> [EXERCISE GOAL]:
Can you print, unchanged, the lines of the material from the line containing "bodysuit. Target: white" through the end of the material, both ends included?

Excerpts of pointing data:
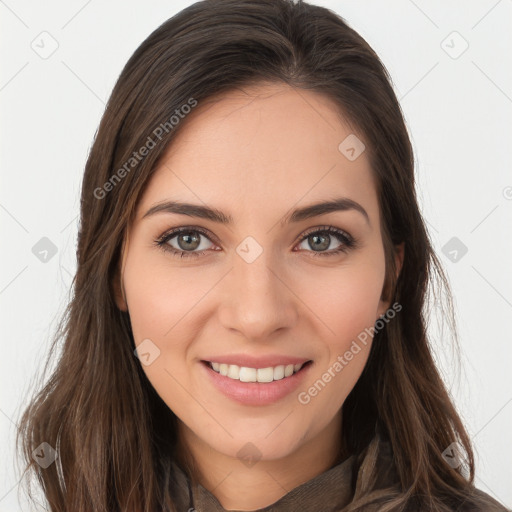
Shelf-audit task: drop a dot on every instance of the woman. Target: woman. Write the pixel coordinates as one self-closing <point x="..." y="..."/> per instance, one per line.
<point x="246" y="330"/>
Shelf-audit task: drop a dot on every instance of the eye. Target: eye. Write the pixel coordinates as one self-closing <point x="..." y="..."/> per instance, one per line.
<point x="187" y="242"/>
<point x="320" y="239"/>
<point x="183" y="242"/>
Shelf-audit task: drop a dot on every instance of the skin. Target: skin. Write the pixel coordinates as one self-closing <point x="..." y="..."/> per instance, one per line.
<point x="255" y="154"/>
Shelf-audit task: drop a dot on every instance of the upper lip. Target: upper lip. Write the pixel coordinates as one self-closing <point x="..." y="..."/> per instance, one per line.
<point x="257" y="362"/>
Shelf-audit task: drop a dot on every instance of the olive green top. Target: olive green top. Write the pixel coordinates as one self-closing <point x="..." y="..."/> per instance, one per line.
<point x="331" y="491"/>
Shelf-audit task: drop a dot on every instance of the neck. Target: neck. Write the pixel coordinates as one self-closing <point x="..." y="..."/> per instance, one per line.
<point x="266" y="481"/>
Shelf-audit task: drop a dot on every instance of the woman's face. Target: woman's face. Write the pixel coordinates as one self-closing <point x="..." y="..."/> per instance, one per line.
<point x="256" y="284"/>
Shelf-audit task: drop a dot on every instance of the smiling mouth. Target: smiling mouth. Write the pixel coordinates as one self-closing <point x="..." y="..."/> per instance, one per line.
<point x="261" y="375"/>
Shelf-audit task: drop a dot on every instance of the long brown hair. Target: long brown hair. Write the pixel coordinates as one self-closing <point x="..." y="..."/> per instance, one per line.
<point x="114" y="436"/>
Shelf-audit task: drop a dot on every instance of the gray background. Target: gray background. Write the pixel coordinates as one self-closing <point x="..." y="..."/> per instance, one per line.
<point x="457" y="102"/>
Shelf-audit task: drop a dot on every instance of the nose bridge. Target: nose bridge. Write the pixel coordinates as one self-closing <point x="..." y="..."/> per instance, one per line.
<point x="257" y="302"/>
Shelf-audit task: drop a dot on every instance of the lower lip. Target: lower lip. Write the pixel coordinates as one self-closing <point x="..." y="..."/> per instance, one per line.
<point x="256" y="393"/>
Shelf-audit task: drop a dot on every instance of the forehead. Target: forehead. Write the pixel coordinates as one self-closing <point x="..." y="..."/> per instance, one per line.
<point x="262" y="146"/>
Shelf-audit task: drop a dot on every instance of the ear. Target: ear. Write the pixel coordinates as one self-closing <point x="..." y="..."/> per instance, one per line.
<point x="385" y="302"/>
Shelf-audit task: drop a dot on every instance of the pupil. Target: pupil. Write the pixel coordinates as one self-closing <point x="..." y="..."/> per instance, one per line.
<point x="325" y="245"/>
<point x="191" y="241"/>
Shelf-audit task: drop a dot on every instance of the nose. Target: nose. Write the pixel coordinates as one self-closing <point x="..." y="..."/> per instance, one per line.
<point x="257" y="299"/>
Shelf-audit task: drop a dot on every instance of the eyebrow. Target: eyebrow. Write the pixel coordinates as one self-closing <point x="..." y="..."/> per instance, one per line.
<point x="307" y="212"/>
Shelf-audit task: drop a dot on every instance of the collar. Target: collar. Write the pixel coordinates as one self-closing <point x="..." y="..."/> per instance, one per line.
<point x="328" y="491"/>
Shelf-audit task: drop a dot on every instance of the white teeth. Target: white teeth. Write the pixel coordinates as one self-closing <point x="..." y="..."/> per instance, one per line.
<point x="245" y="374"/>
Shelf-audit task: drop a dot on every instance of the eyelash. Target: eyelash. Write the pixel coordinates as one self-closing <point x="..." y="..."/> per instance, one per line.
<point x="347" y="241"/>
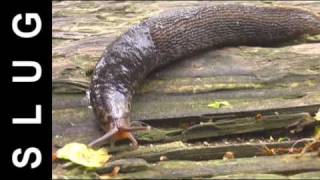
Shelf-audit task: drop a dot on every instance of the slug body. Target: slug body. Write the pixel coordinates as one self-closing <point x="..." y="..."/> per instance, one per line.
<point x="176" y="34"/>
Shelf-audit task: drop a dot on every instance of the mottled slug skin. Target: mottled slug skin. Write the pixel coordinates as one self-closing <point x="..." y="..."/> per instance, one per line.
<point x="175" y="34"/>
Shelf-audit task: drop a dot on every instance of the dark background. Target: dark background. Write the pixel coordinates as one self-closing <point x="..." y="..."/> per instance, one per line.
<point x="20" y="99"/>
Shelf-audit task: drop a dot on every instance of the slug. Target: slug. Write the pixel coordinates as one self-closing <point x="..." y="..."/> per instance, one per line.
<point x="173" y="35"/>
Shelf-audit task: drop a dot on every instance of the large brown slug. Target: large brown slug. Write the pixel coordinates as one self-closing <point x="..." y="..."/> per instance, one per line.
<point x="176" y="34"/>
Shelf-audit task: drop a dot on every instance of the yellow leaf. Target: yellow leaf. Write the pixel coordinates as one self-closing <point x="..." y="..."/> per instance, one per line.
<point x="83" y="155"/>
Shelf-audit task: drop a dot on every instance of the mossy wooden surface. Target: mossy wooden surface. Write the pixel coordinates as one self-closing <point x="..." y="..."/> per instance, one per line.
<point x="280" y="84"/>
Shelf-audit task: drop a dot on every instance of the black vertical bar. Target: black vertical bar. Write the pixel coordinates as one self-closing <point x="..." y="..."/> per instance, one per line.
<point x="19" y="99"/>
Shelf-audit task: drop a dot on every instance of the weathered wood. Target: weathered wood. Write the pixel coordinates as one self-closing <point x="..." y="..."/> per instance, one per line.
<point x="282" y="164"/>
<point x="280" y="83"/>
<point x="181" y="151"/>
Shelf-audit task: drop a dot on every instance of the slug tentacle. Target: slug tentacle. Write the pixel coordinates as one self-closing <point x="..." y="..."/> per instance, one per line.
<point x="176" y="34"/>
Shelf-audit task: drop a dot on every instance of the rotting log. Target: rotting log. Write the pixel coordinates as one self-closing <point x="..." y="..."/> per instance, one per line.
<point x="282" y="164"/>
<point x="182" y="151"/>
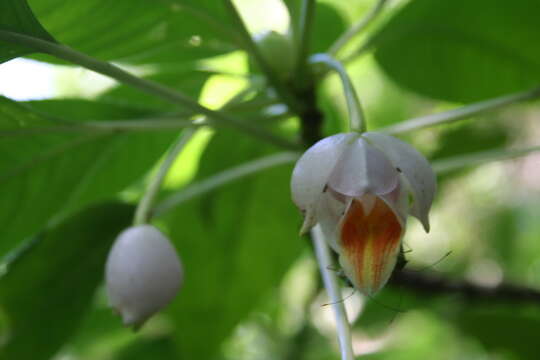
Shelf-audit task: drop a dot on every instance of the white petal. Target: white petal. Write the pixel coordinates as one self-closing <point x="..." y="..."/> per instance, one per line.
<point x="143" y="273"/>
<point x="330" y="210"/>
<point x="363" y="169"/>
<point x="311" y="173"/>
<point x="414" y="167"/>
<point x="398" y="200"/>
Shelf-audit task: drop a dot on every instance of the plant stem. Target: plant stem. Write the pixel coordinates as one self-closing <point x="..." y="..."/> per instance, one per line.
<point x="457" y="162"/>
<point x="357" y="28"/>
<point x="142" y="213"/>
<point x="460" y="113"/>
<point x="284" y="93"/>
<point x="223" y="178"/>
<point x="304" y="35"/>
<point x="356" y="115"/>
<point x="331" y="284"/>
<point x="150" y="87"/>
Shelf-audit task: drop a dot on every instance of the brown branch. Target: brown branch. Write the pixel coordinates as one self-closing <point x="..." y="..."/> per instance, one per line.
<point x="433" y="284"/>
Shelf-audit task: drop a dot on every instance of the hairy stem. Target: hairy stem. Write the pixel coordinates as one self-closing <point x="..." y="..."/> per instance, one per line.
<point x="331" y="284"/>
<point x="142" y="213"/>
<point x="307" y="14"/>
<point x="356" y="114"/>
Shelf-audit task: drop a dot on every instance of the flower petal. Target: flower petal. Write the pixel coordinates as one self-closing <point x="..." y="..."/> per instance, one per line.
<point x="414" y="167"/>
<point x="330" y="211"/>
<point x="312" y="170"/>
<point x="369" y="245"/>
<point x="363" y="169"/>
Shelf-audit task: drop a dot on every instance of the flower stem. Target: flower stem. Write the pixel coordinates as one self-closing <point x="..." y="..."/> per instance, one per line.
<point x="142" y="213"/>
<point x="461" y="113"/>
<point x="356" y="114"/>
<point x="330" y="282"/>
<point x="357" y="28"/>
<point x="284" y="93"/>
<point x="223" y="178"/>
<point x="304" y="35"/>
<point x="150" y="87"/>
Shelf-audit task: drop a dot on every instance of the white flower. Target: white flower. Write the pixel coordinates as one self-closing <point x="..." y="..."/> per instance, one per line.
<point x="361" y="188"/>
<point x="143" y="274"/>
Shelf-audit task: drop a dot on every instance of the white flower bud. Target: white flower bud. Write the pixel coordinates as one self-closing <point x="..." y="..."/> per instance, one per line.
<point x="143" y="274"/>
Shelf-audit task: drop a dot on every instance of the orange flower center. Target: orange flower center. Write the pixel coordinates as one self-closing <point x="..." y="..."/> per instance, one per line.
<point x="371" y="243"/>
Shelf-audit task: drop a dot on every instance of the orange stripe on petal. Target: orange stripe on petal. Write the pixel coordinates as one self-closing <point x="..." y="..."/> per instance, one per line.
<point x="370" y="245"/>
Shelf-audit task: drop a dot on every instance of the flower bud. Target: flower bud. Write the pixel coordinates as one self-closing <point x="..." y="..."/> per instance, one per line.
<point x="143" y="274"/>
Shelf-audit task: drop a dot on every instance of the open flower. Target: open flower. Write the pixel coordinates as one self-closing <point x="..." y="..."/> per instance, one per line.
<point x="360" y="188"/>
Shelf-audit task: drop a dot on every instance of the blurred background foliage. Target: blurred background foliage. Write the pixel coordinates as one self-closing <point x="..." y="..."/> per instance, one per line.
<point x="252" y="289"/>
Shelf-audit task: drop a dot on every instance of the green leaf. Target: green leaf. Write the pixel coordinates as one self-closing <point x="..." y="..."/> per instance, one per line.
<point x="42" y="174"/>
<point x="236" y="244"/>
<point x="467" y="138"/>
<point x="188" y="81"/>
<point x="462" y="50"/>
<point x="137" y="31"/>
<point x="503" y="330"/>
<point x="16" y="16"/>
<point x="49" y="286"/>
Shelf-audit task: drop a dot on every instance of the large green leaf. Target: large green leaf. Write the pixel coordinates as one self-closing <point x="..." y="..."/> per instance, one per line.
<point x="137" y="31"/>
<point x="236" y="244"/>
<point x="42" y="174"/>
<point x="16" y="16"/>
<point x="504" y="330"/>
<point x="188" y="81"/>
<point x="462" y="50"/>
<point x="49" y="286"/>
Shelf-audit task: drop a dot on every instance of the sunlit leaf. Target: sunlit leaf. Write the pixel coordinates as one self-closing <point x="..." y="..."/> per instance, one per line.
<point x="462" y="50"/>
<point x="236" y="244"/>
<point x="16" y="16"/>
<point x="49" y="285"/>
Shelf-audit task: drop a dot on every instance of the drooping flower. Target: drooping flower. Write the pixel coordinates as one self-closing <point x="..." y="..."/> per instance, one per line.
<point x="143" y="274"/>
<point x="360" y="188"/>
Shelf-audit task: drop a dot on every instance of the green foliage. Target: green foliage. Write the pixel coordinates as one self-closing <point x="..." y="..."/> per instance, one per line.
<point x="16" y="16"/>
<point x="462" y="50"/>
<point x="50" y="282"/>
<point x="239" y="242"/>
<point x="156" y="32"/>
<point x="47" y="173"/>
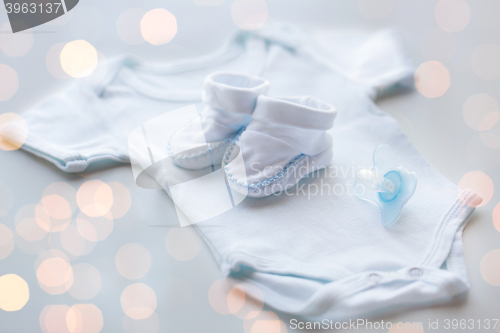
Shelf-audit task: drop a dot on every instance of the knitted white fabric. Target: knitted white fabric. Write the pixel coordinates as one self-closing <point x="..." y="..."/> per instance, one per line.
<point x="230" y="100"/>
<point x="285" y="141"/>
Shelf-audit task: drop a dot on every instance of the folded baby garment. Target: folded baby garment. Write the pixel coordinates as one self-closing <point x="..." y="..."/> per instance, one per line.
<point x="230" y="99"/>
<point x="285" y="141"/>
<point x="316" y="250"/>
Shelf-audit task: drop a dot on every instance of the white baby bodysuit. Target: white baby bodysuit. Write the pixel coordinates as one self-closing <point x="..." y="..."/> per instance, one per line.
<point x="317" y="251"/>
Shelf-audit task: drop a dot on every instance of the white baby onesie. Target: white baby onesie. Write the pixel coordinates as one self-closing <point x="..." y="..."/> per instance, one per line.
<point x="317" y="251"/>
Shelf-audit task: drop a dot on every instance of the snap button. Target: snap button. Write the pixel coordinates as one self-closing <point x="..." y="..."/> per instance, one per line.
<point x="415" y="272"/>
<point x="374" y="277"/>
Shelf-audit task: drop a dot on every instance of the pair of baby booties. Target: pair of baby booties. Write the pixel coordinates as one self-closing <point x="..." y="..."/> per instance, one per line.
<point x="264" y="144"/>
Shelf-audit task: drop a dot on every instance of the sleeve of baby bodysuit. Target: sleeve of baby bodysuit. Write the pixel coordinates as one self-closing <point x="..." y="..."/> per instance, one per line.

> [PROBLEM SOLUTION]:
Shelf-audit task: drop a dot on every instance of the white baby bodysuit. Target: white baby bodysuit. Write the pixel coordinates as one self-closing <point x="..." y="..."/> per instance, one per line.
<point x="317" y="251"/>
Shelf-audit task: drop a dot on every instance of the white baby onesie. Target: white baby onesie. Write the pixel coordinates as one self-closing <point x="..." y="..."/> per instance, one per line.
<point x="317" y="251"/>
Shelf-audit task: drop a dot on every instance of the snap button. Target: snap button. Write the pixel coordinates as one self-closing <point x="..." y="..."/> per instance, one per line.
<point x="415" y="272"/>
<point x="374" y="277"/>
Shelf-audit task: drop a dot on every instance of the pair of baby booties. Target: pair of baby booties. Write the pixel coordinates as one self-closing <point x="..." y="..."/> per instance, one per line.
<point x="264" y="144"/>
Shelf-audit task: drop a dot on every instance of the sleeve of baby bodysuit. Target: sleeve of baby bodysuit. Write the pixel coordinates as one self-closing <point x="..." y="..."/> per instance, one per line.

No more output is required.